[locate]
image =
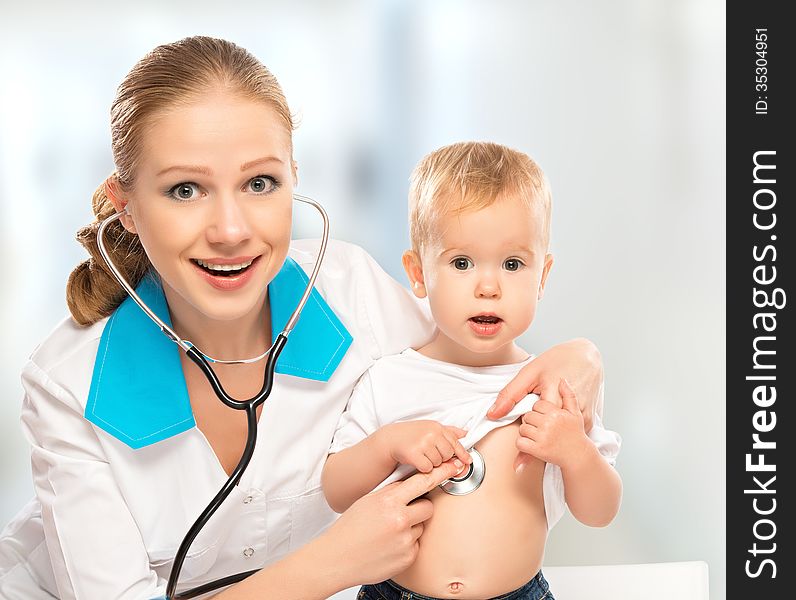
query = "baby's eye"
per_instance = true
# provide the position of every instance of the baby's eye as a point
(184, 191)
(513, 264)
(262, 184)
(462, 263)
* * * *
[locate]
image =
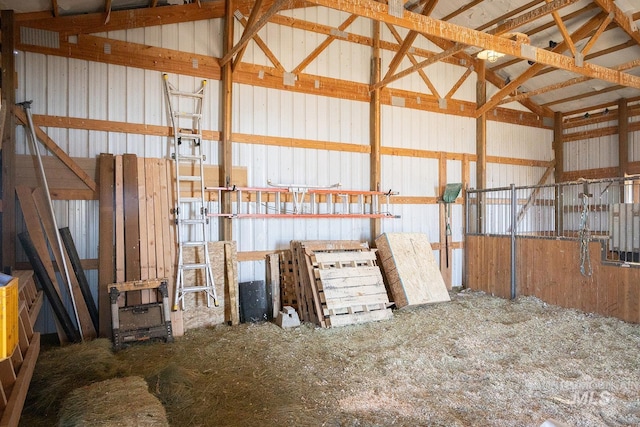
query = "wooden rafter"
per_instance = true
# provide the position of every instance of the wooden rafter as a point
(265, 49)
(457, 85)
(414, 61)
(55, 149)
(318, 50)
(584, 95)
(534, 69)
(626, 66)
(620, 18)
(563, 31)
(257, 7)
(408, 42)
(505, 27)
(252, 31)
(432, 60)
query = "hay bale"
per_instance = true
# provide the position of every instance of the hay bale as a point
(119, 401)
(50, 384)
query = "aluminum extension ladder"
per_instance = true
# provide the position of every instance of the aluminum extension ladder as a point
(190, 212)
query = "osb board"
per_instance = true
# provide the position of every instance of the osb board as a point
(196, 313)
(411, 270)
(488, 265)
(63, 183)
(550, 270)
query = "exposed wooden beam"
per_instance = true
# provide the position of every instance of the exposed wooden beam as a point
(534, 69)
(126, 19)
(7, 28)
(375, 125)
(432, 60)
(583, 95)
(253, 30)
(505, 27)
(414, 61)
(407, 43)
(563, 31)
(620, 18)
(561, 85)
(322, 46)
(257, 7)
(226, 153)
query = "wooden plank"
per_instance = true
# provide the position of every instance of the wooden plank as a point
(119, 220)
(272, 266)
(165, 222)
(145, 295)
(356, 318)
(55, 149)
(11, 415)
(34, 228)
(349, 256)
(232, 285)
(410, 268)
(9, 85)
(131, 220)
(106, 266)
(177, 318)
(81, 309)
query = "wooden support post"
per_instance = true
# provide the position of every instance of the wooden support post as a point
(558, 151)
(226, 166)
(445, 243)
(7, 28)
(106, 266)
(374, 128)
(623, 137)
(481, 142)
* * * *
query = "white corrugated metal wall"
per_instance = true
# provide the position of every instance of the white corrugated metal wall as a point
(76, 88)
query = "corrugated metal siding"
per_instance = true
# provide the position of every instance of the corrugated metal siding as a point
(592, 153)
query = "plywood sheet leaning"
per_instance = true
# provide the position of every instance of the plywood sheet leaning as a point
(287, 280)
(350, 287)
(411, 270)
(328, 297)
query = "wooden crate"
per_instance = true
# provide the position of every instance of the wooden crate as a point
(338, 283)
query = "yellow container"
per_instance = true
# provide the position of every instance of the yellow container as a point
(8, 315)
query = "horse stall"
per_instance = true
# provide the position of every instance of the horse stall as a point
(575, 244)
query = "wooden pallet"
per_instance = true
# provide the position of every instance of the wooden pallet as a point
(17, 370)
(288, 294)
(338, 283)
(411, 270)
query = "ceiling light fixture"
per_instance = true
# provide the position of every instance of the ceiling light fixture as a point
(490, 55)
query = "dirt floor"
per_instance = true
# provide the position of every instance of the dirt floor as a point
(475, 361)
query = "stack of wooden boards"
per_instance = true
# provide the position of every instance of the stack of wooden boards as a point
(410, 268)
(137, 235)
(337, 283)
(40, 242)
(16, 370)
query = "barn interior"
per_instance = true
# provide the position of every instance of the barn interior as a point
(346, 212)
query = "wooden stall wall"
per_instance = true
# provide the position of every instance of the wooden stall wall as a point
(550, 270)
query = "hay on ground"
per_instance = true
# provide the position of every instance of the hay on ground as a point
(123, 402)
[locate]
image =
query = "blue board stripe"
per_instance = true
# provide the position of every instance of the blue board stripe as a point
* * * *
**TASK DETAILS**.
Return all lines from the entries that contain the string "blue".

**EXERCISE OUTPUT**.
query = "blue board stripe"
# provide the position of every instance of the blue board stripe as a point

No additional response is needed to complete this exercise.